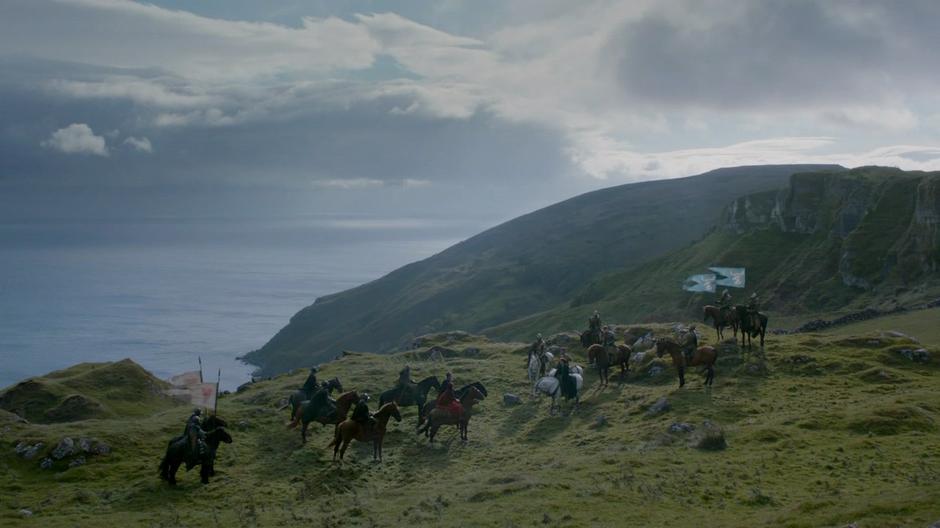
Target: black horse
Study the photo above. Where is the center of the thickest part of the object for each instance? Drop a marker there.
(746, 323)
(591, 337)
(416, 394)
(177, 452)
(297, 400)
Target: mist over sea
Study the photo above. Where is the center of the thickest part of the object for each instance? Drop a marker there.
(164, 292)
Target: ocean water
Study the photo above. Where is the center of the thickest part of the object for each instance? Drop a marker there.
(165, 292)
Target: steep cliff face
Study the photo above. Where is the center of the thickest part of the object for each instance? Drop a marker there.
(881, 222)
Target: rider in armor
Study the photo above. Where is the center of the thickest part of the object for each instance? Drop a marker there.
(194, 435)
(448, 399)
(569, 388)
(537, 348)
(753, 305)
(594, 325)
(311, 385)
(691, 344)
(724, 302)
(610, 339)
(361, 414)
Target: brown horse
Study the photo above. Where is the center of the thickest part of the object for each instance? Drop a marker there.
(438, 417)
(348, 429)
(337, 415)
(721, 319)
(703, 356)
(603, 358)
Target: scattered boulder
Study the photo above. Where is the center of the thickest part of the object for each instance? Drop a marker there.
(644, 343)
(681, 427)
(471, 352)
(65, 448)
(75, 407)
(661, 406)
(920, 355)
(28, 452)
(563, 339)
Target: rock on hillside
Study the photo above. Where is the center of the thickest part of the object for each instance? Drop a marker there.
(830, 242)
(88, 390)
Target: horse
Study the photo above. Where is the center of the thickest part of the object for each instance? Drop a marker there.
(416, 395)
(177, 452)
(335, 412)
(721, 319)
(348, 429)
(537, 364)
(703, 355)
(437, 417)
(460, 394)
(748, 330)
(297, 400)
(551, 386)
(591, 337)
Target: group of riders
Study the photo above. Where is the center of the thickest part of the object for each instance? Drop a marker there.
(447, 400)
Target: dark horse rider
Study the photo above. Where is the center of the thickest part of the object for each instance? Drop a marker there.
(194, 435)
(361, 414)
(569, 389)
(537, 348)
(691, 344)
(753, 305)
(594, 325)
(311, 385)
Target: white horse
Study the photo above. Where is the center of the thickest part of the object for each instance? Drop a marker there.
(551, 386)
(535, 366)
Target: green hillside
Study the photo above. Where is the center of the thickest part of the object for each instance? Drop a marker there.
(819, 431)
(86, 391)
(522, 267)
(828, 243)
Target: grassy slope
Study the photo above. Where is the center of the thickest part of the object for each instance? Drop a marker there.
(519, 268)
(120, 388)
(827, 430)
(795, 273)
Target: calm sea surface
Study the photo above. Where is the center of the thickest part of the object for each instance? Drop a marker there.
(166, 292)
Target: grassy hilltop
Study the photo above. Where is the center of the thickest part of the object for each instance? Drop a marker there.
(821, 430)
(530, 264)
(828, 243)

→ **WHAT IS BEING ASKED**
Retype the data above exactly; pictures are not part of the copy.

→ **EXPECTED OUTPUT**
Target: black horse
Study the photo above. Where is the center of the thickest part of the object for each instance? Drop a marker there.
(746, 323)
(591, 337)
(416, 394)
(177, 452)
(297, 400)
Target: mist over sea
Study the photo above. Where is the center of the thickest part of the object for each instance? Drop a marker there.
(164, 292)
Target: ocean water
Study the photo above. Where is the center of the thickest part of the object for each instance? Drop a marker there.
(165, 292)
Target: steep cliff face
Study the photo above. Where is the center of the thickest part of the object for each instance? Drop a marker there.
(881, 222)
Target: rider in armor
Study the photo above. Where is the center of the thickest part of the object for each instance? Drop a marker there.
(194, 435)
(448, 399)
(569, 388)
(537, 348)
(753, 305)
(594, 325)
(311, 385)
(691, 344)
(724, 302)
(610, 339)
(361, 414)
Target: brown horse
Study the photo above. Where is the center of the thickest part of the object for each instance? Drop a marker there.
(438, 417)
(348, 429)
(337, 415)
(721, 319)
(703, 356)
(603, 358)
Target: scattered boulder
Study the photo above. Where is the center of the thickest part of the object for each instance? Drop a marker there.
(644, 343)
(681, 427)
(471, 352)
(65, 448)
(75, 407)
(661, 406)
(920, 355)
(28, 452)
(563, 339)
Target: rock on hillside
Study the photo above. Where is the center of the thickest part of the object for each instance? Drop a marker there.
(830, 242)
(88, 390)
Target: horse
Study the photo above. Where is the center of the thickest part of the object for each instance? Drop a marker there.
(416, 395)
(177, 452)
(335, 412)
(721, 319)
(348, 429)
(537, 364)
(703, 355)
(437, 417)
(460, 394)
(748, 330)
(297, 400)
(551, 386)
(591, 337)
Target: group of riders
Study the photo above. Where is the center of the thickest part of the object for each instance? Drop a marker there.
(447, 400)
Target: dark horse rider
Study the photo above. Where is the center of the thickest part of the object for each instance? Drop a marker there.
(194, 435)
(361, 414)
(569, 389)
(537, 348)
(691, 344)
(753, 305)
(594, 325)
(311, 385)
Target: white horse
Study the photo above. Where is the center of the thickest part of the object for each instance? Drop a marker there.
(551, 386)
(535, 366)
Target: green hillside
Study the photo above. Where is the center of the thickest part of the object for each instance? Drop a marker there.
(819, 431)
(86, 391)
(522, 267)
(828, 243)
Target: grassy slope
Study the photo above. Where is the center of the thickest part of the object for each instance? Drop a marker there.
(519, 268)
(120, 388)
(827, 430)
(795, 273)
Target: calm sea surface
Study the photo above. Where is the center of the thickest part of the object for each instance? Drop a marker there.
(166, 292)
Target: grassy hilltop
Study the photo above. Where is the center of the thickest part of the object for each instance? Drop a marker there.
(821, 430)
(530, 264)
(828, 243)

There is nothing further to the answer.